Give the data below again exactly, and drop each picture from it.

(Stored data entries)
%%

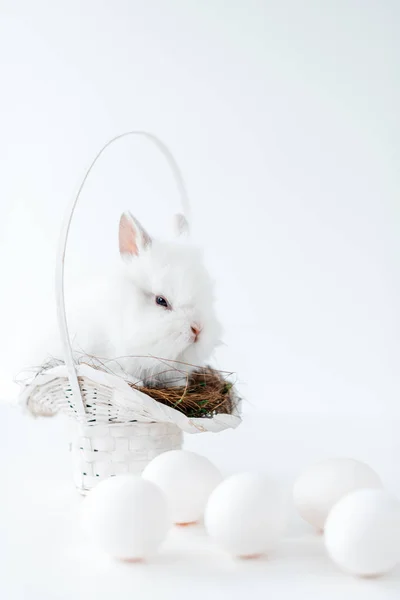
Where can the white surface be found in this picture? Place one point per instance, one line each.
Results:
(187, 480)
(362, 532)
(44, 556)
(322, 484)
(283, 115)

%%

▶ _ANSWER_:
Where can the white surface be found in this picture? Place one point per instance, one line each.
Results:
(187, 480)
(362, 532)
(44, 556)
(322, 484)
(283, 115)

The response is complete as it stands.